### TEXT PROVIDED
Ranjit Raina
Nov 29, 2019

Opinion: The modern marketing department

The author drafts his dream marketing team from a list of authors and their books on business and marketing.

The modern marketing dream team
The modern marketing dream team
Imagine a professional contact sport where apart from guidelines to follow for spectator safety and the end goal everything else is open to interpretation. From the size of the team you field, the composition of the team, the way you choose to play or even the field itself.
 
That is modern marketing for you. A contact sport (pun intended) where we make the rules as we go along!
 
So how does one create the perfect marketing team for a world where the game is changing faster than ever?
 
Let’s stay with the sports analogy.
 
Imagine you are playing an online fantasy league where the aim is to create a winning marketing team. As you build your team you have to follow a few simple rules.
 
You will draft your team from a list of authors and their books on business and marketing. The author and book combination is critical to the game, the specific book defines the position/role of the author in your team. If you are choosing an author of multiple books make sure you select the book that is most relevant to your team. 
 
The author and book cannot be currently (or in the past) identified with a company/agency. So don’t go ahead and create a team with David Ogivly (Ogilvy on Advertising), Piyush Pandey (Pandeymonium) and Gary Vaynerchuk ( Jab, jab , jab, Right Hook).
 
And finally your team cannot have more than 10 people.
 
Here’s my team.
 
We begin with Strat, the team that will lead strategy for the team.
 
Geoffrey A. Moore is player number one with his work Crossing the Chasm. Marketing is all about context and while the book focuses on different kinds of technology consumers, Mooreoffers a unique perspective on the world we live in. Even more fascinating is the fact that a book was written in 1991 remains relevant even today! It is a great starting point to understand positioning and how that can influence the transition of a brand from inception to mass market success.
 
Joining Moore are Chip and Dan Heath with Made to Stick.They reveal the anatomy of ideas and how ideas can be communicated most effectively. What makes an idea stand out? Why does some communication work better than others? Having the right idea guys on the team is critical to bringing alive the positioning.
 
From guys who crack the idea code to a codebreaker of a different kind.

### GIVEN DATA
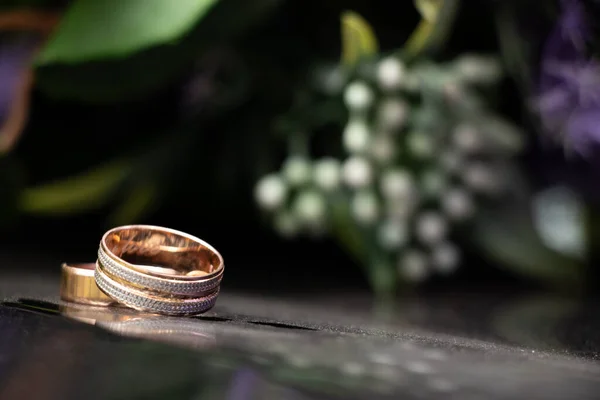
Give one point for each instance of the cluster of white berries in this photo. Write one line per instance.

### STATED EXERCISE A
In the marketing dream team piece, why does the fantasy draft treat the pairing of an author with a specific book as so important? Answer in one to three sentences.
### STATED EXERCISE B
Extend the marketing dream team piece from its last sentence.

### TASK ANSWER A
The specific book decides the author's position or role on the team. For that reason, when an author has written several books, you must choose the one most relevant to your team.

### TASK ANSWER B
Martin Lindstrom helps us crack the code of why people buy. Buyology is based on his very interesting, three-year, multi-million dollar neuromarketing study with 2,000 volunteers from all around the world. Lindstrom helps us understand why and how people buy with a very unique perspective on the modern consumer.
 
From strategy to creating effective marketing plans.
 
In Contagious, Jonah Berger a Wharton marketing professor deciphers why products get word of mouth, and how influence drives everything from our choice of clothes to the cars we buy.  Berger captures his thoughts in six basic principles that make things contagious. A critical member when it comes to crafting an execution plan.
 
From six principles on what makes things contagious to six strategies for content. Mark Schaefer’s The Content Code lands him a spot on the team because of his deep understanding of content as a marketing tool in the digital age. One may argue that Schaefer’s strategies are more tips but that doesn’t take away from the rich insights of The Content Code.
 
With our strategy and planning in place, it’s important to get the right people to lead execution. Scott Brinker in Hacking Marketing does just that. Brinker provides a framework for the evolved digital landscape we all inhabit. He adroitly describes the need for an agile marketing process and the relevance of analysing data to achieve marketing success. Brinker’s hacks are a must for any marketing team.
 
From the digital to the physical world, Bernd H. Schmitt in his book Experiential Marketing focuses on the need for engaging customer experiences in a world where consumers no longer distinguish between the physical and digital. It’s time for marketing to also embrace the phyigital experience and that makes Schmitt a very important member of the team.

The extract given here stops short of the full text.